In your reply, restate all of the records below word for word.

▬▬▬

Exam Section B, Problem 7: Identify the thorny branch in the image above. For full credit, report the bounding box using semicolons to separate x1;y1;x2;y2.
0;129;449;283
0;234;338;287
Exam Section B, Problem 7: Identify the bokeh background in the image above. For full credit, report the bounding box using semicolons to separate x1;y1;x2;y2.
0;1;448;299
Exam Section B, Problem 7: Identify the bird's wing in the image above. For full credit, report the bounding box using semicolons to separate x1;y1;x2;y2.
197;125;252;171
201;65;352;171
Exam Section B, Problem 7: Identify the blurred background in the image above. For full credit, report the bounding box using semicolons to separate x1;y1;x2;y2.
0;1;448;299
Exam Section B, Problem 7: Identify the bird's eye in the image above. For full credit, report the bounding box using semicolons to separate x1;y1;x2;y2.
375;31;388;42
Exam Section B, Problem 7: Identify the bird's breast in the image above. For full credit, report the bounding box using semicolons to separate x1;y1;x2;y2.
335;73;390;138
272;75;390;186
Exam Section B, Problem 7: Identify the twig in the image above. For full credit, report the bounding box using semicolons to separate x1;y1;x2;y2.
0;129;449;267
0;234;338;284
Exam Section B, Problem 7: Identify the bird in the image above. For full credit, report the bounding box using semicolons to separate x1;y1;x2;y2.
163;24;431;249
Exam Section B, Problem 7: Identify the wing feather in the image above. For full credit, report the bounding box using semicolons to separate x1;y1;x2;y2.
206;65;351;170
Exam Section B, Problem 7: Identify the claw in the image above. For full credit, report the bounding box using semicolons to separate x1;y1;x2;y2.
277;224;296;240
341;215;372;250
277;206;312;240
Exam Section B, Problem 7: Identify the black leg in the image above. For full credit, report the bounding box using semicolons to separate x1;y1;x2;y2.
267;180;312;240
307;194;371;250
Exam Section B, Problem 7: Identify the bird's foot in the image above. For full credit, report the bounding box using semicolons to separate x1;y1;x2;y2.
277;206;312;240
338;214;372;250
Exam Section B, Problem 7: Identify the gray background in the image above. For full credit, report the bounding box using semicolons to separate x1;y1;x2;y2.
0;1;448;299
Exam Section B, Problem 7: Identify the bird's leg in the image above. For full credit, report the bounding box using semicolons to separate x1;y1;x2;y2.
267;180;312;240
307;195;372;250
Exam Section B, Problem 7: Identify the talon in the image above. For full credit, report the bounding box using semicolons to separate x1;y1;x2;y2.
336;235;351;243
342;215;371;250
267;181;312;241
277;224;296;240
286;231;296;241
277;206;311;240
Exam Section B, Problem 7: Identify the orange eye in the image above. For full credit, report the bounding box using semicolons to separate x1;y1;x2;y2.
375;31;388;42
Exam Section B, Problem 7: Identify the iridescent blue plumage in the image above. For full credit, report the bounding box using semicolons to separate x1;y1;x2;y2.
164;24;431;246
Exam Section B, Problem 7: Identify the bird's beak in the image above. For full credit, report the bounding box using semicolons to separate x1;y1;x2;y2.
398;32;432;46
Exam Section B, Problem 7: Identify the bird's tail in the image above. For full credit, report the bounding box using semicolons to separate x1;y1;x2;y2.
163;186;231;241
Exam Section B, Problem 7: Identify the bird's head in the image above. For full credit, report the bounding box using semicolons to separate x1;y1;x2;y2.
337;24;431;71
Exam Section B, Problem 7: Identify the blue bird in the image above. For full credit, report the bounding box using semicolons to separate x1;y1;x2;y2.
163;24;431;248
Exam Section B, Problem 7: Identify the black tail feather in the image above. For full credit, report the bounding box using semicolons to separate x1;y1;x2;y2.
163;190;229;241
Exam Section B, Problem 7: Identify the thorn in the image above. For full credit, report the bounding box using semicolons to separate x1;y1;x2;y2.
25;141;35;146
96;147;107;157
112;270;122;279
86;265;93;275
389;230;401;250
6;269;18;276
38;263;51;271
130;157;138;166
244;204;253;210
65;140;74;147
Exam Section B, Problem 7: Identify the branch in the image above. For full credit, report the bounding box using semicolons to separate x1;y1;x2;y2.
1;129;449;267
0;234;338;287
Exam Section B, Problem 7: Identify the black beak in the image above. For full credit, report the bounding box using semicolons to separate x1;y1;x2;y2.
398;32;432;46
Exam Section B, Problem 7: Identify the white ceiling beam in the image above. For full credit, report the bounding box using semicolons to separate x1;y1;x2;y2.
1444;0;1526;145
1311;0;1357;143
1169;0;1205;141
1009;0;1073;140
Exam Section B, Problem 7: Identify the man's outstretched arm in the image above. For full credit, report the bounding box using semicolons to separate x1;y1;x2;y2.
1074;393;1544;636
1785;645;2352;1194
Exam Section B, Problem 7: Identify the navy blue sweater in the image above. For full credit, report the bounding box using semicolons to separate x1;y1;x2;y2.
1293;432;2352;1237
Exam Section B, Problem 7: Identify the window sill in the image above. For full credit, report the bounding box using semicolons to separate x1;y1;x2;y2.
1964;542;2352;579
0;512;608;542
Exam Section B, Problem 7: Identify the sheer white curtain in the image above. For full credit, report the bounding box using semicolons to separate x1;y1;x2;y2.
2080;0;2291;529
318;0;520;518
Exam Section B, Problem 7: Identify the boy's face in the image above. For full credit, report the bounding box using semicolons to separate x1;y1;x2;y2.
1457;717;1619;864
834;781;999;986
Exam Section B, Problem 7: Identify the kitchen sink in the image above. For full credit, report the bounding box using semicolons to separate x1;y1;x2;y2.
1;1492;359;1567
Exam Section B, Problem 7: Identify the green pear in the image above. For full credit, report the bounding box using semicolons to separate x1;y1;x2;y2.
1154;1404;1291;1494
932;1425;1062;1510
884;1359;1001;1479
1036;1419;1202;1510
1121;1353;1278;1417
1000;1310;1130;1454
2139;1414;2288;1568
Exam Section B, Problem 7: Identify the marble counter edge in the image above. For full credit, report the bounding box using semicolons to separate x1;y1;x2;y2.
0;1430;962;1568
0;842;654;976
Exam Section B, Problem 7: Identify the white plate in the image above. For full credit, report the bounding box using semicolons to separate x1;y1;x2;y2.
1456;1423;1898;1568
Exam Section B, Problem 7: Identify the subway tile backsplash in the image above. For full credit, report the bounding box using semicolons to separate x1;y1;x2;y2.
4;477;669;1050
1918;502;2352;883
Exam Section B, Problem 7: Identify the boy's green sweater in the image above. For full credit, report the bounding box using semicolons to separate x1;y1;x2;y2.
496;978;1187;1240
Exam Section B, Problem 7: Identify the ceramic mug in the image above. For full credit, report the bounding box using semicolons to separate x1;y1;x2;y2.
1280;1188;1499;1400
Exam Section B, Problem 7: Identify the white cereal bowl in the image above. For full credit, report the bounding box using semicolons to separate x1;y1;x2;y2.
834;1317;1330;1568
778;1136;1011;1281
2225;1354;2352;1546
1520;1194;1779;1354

▬▬▬

▶ **Task output**
Exam Section B, Problem 7: Identify the thorny branch in the image above. For full credit, report the bounding box using semicolons to separate x1;y1;x2;y2.
0;129;449;283
0;234;338;287
Exam Section B, Problem 7: Identify the bokeh background in the image above. For full credit, report the bounding box using semicolons to separate x1;y1;x2;y2.
0;1;448;299
Exam Section B, Problem 7: Identify the bird's wing in the image above. For full credit, report the bounding box using semicolons to separate x1;y1;x2;y2.
197;125;252;171
201;65;352;171
Exam Section B, Problem 7: Identify the blurred background in the image above. For full credit, report the bounding box using semicolons to separate x1;y1;x2;y2.
0;1;448;299
Exam Section B, Problem 7: Identify the bird's eye in the image above. For full credit, report the bounding box using semicolons to separate x1;y1;x2;y2.
375;31;388;42
Exam Section B, Problem 7: Identify the bird's breast in the image above. For full credit, report the bounding box using semicolons to separate x1;y1;x2;y2.
335;73;390;138
272;75;390;186
Exam Section B, Problem 7: Identify the twig in the image above. For full credit, report the bounding box using semicolons to separate x1;y1;x2;y2.
0;129;449;267
0;234;338;284
Exam Section B, Problem 7: Identify the bird in the image above. For full credit, report the bounding box using semicolons to separate x1;y1;x2;y2.
163;24;431;249
Exam Section B, Problem 7: Identify the wing feather in the image above. For full credit, report the bounding box using semicolons to separate x1;y1;x2;y2.
206;65;351;170
Exam Section B, Problem 7: Identify the claw in the image above. For full credit, report the bounding box using semicolons to separate x1;y1;x2;y2.
277;224;296;240
341;215;372;250
277;206;312;240
Exam Section B, Problem 7: Identify the black leg in the image above. For full credit, report the bounding box using semicolons to separate x1;y1;x2;y2.
267;180;312;240
307;194;371;250
Exam Section B, Problem 7: Identify the bird's foot in the image above. For full credit, report the bounding box using semicolons to separate x1;y1;x2;y2.
277;206;312;240
338;214;372;250
Exam Section B, Problem 7: Identify the gray background in the image above. For full credit, report the bounding box using semicolons to separate x1;y1;x2;y2.
0;1;448;299
Exam Section B, Problem 7: Identify the bird's leg in the image above. For full credit, report the bounding box using semicolons to separate x1;y1;x2;y2.
267;180;312;240
307;195;372;250
Exam Section B, Problem 7: Identify the talon in the image above. For full credit, report the bounding box using semicolons to separate x1;y1;x2;y2.
336;235;351;243
342;215;371;250
267;181;312;241
277;224;296;240
286;231;296;241
277;206;311;240
Exam Section B, Problem 7: Identify the orange eye in the image above. For full credit, report the bounding box using semicolons to separate x1;y1;x2;y2.
375;31;388;42
Exam Section B, Problem 7: Identify the iridescent blue plumage in the image above. For full credit, report the bounding box using semicolons to separate x1;y1;x2;y2.
164;24;431;246
Exam Section B, Problem 7: Identify the bird's beak in the image above. For full credit, report the bounding box using semicolons to separate x1;y1;x2;y2.
398;32;432;46
Exam Section B, Problem 7: Identify the bird's tail in the image above. For full credit, report the bounding box using semicolons to separate x1;y1;x2;y2.
163;186;231;241
Exam Section B, Problem 7: Identify the bird's head in the image above. For full credit, report the bounding box using semicolons to separate x1;y1;x2;y2.
337;24;431;71
Exam Section B, Problem 7: Identify the blue bird in the image above. For full credit, report the bounding box using semicolons to separate x1;y1;x2;y2.
163;24;431;248
Exam Section B, Problem 7: Identify the black tail feather in the image above. For full credit, report the bounding box using semicolons to separate x1;y1;x2;y2.
163;190;229;241
Exam Section B, Problem 7: Identify the thorn in the image above. For full credit, report the bounding box using semicolons to separate x1;y1;x2;y2.
25;141;35;146
96;147;107;157
112;270;122;279
86;265;93;275
389;230;401;250
6;269;18;276
38;263;51;271
130;157;138;166
244;204;253;210
65;140;74;147
Exam Section B, Problem 7: Identify the branch in the image above. For full credit, report the bounding box using semicolons to separate x1;y1;x2;y2.
1;129;449;267
0;234;338;287
Exam Section B, Problem 7: Identify the black beak in the image above. For full credit, report the bounding box using semicolons to separate x1;y1;x2;y2.
398;32;432;46
Exam Section B, Problem 7: Identify the white ceiling beam in the image above. For full credit, report the bounding box using semicolons to separate x1;y1;x2;y2.
1444;0;1526;145
1311;0;1357;143
1169;0;1205;141
1009;0;1073;140
Exam Section B, Problem 7: Identify the man's outstretched arm in the image above. For full credit, report the bounding box using semicolons to separate x1;y1;x2;y2.
1074;393;1544;636
1785;645;2352;1194
Exam Section B, Problem 7: Identify the navy blue sweater in the image above. For full credit, report the bounding box using semicolons to separate x1;y1;x2;y2.
1293;432;2352;1237
Exam Section B, Problem 7: Identify the window sill in the image above. For full credit, report the bounding box using semicolons to separate x1;y1;x2;y2.
1964;542;2352;579
0;512;608;542
Exam Section B, Problem 7: Identify the sheer white curtain in the image above. For full credit, report the bounding box using semicolons to separate x1;y1;x2;y2.
2080;0;2291;529
318;0;520;518
Exam Section B, Problem 7: Identify the boy's face in the image above. For full credit, report the bounding box using semicolons to separate x1;y1;x2;y2.
1457;717;1619;864
834;781;999;986
Exam Section B, Problem 7: Identify the kitchen sink in the image above. For full credit, report the bounding box using semicolons to separate x1;y1;x2;y2.
1;1492;359;1567
Exam Section B, Problem 7: Identify the green pear in the image above. For full credit, report the bounding box using semicolons to separate x1;y1;x2;y2.
1154;1404;1291;1494
932;1425;1062;1510
884;1359;1001;1479
1036;1419;1202;1510
1121;1353;1278;1417
1000;1310;1130;1454
2139;1414;2288;1568
Exam Section B, Problem 7: Identify the marble counter edge in the image above. For full credit, report the bounding box using semicolons to separate x1;y1;x2;y2.
0;1430;962;1568
0;842;654;976
Exam Section B, Problem 7: Identify the white plate in the image above. For full credit, report the bounding box using semicolons to separate x1;y1;x2;y2.
1456;1423;1898;1568
Exam Section B, Problem 7: Identify the subway tile backsplash in the image above. For full credit, report the bounding box using semicolons to separate x1;y1;x2;y2.
4;477;669;1050
1918;502;2352;883
Exam Section B, Problem 7: Identify the boy's green sweater in the image above. For full credit, report the bounding box using semicolons to separate x1;y1;x2;y2.
496;978;1187;1240
Exam Section B, Problem 7: Identify the ceramic mug in the image above. For full credit, report the bounding box using semicolons to separate x1;y1;x2;y2.
1280;1188;1499;1400
Exam Section B, Problem 7: Identify the white cereal bowl in the image above. For full credit, report the bounding box using semicolons to separate x1;y1;x2;y2.
834;1317;1330;1568
778;1136;1011;1281
2225;1354;2352;1546
1520;1194;1779;1354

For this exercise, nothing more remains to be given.